Extracted data:

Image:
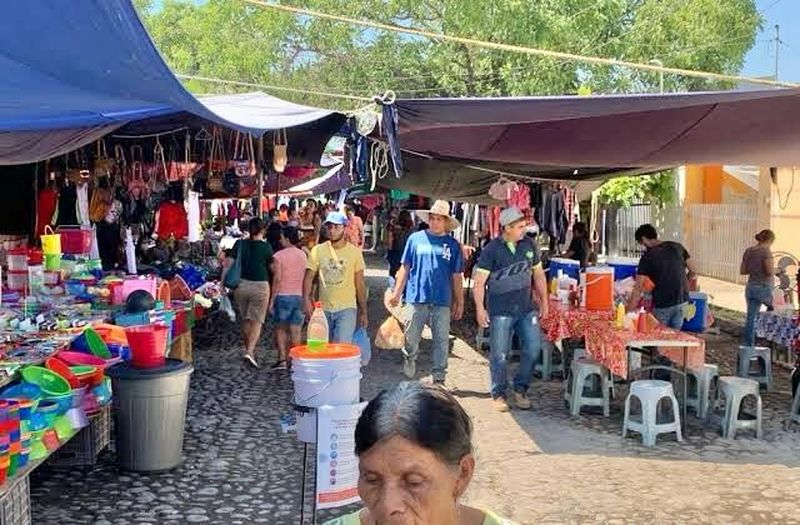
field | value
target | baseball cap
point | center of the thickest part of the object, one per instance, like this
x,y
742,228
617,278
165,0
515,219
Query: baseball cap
x,y
510,216
336,217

Task prompt:
Turn the entries above into a numbered list with one line per item. Skip blank lines and leave out the pictures.

Answer to the task:
1. Image:
2. field | value
3. target | baseball cap
4. point | center of the thickest part of the object, one per instance, like this
5. x,y
6. 742,228
7. 617,278
8. 165,0
9. 515,219
10. Query: baseball cap
11. x,y
12. 510,216
13. 336,217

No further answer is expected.